### [Exercise text]
Civil-military relations in 21st century

VICTOR Simukonda.

QUIS custodiet ipsos custodes? is a Latin phrase found in the work of the Roman poet Juvenal which roughly translates, ‘who shall guard the guardians’?
The question has come to be commonly used to refer to the problem of controlling the actions of persons in positions of power including the military.
Indeed, the essential problem of civil-military relations (CMR) is clear enough: one of society’s institutions, the armed forces, is given a monopoly on the use of a large range of instruments of lethal force in order to protect the interests, external and internal, of that society. Consequently, this monopoly endows the armed forces with at least the potential—though not necessarily the inclination—to dominate all other institutions or have undue influence in domestic, economic and international state and public affairs.
Basically, CMR can be understood as the web of relations between the armed forces on the one hand and the society it serves on the other. It includes the attitude of the armed forces towards civilian society; civilian society’s perception of, and attitude towards the armed forces; and role of the armed forces in relation to the state. Furthermore, CMR are an aspect of National Security Policy (NSP). The aim of NSP is to enhance the safety of the nation’s social, economic, and political institutions against both internal and external threats. In this article I will discuss CMR in the context of the 21st century and the demands of the contemporary security threats and the African security environment.
In its classical form, the CMR debate crystallised in the 20th century with Samuel P. Huntington’s 1957 book, The Soldier and the State, and Morris Janowitz’s 1960 book, The Professional Soldier. Huntington, argued that the military’s unique function required a military culture independent from societal influences. Any “fusionist” effort, he warned, would be disastrous for military effectiveness. In other words, the military must remain separate and focus on developing expertise in the profession of arms, that body of knowledge embodying the “management of violence”. On the other hand, Janowitz maintained that the changing demands of modern warfare and the broadening of military tasks (to include constabulary non-military roles) required a shift in CMR as well as the professional skills and values of the armed forces.
Indeed, in the 21st century, the quest for ‘Human Security’ (which includes; food, health, environment and community) has replaced war aims, and the result has been a more nuanced approach to CMR and international power. CMR and national security are now seen as a complex arrangement of several factors and though military might and power are still hegemonic, it has been recognised that even the most overwhelming military power can only accomplish limited security objectives. Furthermore, while the range of the military’s secondary tasks has been accruing with new mandates from civilian government (e.g. environmental protection, assistance to police for anti-crime, disaster management), the re-tooling of its counterinsurgency repertoire to encompass basic service delivery (e.g. education and health) and targeted infrastructure projects has solidified the military’s stake in local development activities.
Without a doubt, over the last two decades, African states have been facing more internal threats than external ones. In fact, the African continent is now dealing with ethnic-based conflicts, poverty, health issues, hunger, and, most recently, radicalisation and violent extremism. Therefore, African states need to find ways to confront these serious threats directly and more efficiently, and to mobilise all available resources, including the armed forces. During times of peace, the armed forces have a great many resources available to them that can be used to help address many of the highlighted challenges. Among other things, they have planes for delivering the food, medicine, and doctors needed to fight health problems, as well as manpower and expertise to assist in building infrastructure. When available, these resources must be used to contribute positively to national development, to alleviate suffering and to save lives. In addition, Africa, like the other continents, is experiencing frequent natural disasters due to climate change, such as flooding, coastal erosion, droughts and desert advancement. Therefore, disciplined, well trained, organised, and relatively easy to mobilise, militaries can play a crucial role in tackling these issues.
All in all, the reality of the profound changes and transformations that have characterised the African security environment in the 21st century have doubtlessly reshaped CMR in theory, in analysis, and indeed, in practice. In the 21st century, asymmetric warfare, counterterrorism, counterinsurgency and humanitarian disasters, have resulted in the creation of a new 21st century acronym, ROMO— the Range of Military Operations. Though missions in ROMO may vary, all missions share a common denominator: success requires the application of extensive and well-developed skills by the armed forces and stable CMR.
The author is a military historian and staff officer at Zambia Army Headquarters.

### [Goal of the exercise]
Reproduce the passage of the article on civil-military relations starting at "All in all, the" and ending at "Zambia Army Headquarters.". The rows that come next are separate material and are not part of the article on civil-military relations.

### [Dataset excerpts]
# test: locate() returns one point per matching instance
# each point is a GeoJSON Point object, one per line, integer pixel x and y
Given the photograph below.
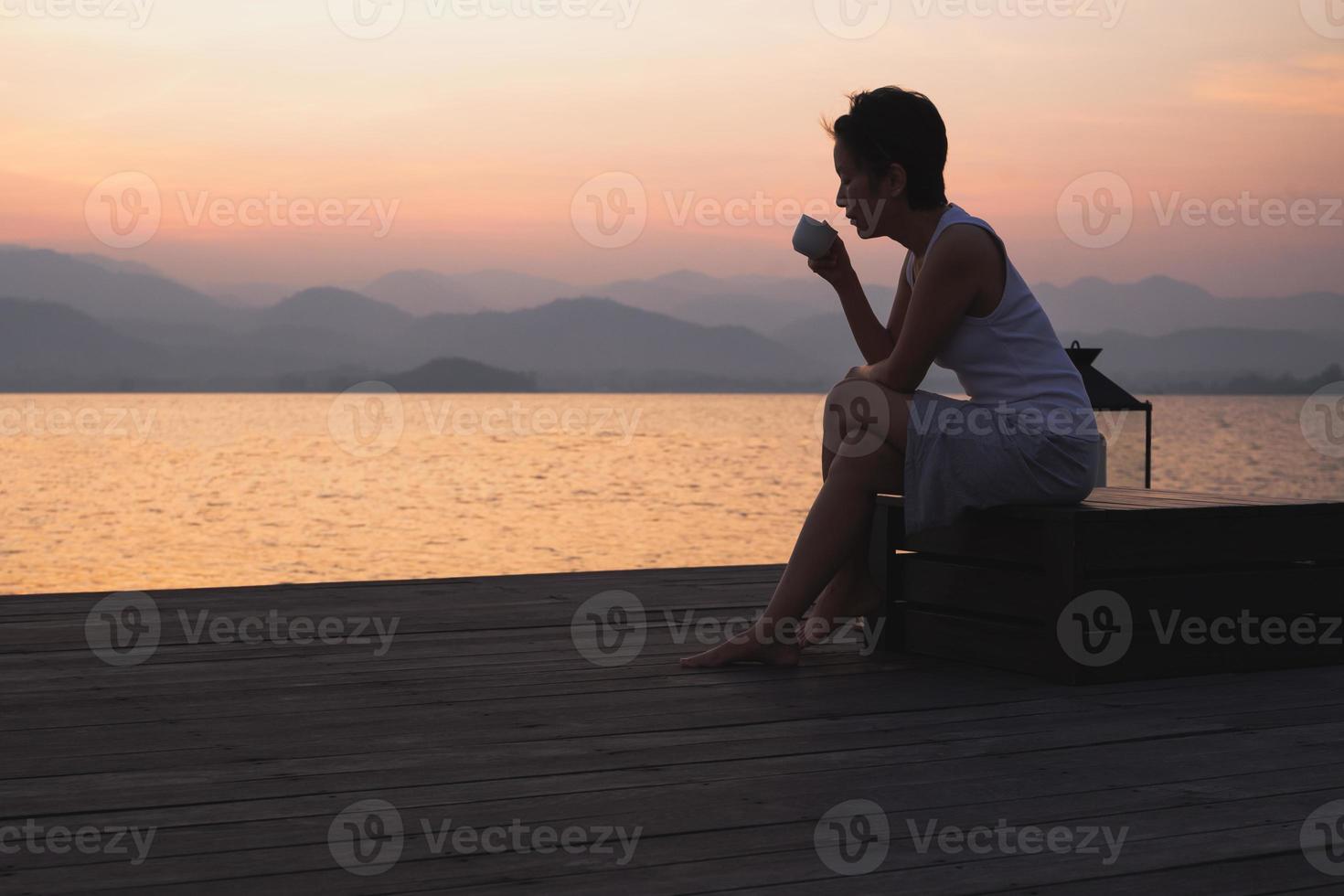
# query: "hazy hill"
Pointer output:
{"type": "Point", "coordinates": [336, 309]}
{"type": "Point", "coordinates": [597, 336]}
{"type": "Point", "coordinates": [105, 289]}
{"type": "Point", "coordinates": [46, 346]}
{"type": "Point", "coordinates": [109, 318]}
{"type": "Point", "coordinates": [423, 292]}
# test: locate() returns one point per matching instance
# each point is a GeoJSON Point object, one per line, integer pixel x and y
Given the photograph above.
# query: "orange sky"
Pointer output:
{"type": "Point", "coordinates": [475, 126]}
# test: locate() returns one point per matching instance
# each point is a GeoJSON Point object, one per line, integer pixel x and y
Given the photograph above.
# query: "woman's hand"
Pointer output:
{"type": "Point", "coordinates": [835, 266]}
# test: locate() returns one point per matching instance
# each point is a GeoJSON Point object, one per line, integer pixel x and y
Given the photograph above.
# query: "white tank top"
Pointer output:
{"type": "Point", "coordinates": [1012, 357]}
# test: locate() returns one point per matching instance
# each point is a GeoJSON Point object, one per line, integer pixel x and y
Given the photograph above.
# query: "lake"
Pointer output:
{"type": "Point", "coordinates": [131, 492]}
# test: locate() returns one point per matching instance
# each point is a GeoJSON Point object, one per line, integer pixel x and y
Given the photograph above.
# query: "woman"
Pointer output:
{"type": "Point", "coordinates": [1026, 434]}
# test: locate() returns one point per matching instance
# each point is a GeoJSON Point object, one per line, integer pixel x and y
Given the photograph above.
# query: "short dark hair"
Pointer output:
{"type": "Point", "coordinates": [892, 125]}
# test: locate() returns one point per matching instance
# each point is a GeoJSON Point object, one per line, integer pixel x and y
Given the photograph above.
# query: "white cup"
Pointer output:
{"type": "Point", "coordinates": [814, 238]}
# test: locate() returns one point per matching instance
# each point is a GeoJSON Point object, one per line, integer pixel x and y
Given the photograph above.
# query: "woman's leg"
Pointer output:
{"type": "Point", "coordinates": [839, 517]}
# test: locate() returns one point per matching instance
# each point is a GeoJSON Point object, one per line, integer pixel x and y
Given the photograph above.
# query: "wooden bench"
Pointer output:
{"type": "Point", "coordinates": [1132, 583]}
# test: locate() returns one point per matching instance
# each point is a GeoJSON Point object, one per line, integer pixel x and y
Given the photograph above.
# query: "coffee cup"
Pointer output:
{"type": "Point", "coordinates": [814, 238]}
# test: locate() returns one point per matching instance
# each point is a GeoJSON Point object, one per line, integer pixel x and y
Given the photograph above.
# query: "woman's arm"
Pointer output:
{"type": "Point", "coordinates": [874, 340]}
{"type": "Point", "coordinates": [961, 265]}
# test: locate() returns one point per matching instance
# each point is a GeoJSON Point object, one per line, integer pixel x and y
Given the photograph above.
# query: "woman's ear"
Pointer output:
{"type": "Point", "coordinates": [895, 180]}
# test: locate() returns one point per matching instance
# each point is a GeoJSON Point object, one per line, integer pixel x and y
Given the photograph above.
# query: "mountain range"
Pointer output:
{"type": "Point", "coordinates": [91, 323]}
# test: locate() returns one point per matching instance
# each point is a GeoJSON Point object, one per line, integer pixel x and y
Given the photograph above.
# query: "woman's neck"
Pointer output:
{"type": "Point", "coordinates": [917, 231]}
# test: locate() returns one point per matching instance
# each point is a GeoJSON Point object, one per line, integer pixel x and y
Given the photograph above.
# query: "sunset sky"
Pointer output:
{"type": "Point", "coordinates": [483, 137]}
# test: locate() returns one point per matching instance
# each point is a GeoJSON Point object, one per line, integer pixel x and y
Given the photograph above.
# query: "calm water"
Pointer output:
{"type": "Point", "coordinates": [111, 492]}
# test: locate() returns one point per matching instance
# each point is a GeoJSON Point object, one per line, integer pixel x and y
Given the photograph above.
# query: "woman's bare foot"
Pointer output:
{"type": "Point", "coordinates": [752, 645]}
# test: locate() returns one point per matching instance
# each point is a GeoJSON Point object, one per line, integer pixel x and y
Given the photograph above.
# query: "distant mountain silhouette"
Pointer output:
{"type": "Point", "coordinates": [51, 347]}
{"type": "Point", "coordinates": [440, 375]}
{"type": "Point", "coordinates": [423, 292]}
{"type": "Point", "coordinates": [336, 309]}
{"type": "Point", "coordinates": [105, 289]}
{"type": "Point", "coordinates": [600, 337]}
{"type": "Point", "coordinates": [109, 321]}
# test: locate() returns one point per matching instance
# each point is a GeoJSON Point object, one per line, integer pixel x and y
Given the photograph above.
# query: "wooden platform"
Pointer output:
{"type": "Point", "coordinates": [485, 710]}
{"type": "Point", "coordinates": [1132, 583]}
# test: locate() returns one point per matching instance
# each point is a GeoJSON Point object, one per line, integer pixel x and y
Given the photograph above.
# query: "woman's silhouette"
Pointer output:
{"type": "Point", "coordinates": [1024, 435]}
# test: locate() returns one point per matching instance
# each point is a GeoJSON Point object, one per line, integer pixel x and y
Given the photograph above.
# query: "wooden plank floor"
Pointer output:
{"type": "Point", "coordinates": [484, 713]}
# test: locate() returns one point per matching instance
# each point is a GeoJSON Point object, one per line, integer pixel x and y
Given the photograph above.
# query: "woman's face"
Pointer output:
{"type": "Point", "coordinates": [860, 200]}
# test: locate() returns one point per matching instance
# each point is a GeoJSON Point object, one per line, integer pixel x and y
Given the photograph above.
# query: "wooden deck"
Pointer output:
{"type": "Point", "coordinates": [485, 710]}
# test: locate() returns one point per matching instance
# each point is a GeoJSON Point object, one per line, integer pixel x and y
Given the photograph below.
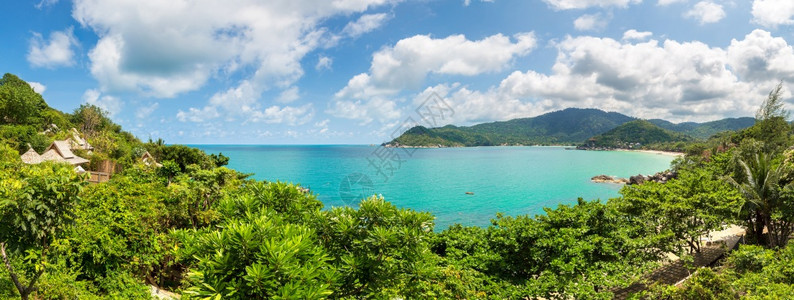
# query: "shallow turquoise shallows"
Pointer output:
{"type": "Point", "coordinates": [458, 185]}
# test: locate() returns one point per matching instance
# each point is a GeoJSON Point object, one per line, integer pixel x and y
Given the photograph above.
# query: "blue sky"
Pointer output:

### [Solution for this exercise]
All in all, the reality of the profound changes and transformations that have characterised the African security environment in the 21st century have doubtlessly reshaped CMR in theory, in analysis, and indeed, in practice. In the 21st century, asymmetric warfare, counterterrorism, counterinsurgency and humanitarian disasters, have resulted in the creation of a new 21st century acronym, ROMO— the Range of Military Operations. Though missions in ROMO may vary, all missions share a common denominator: success requires the application of extensive and well-developed skills by the armed forces and stable CMR.
The author is a military historian and staff officer at Zambia Army Headquarters.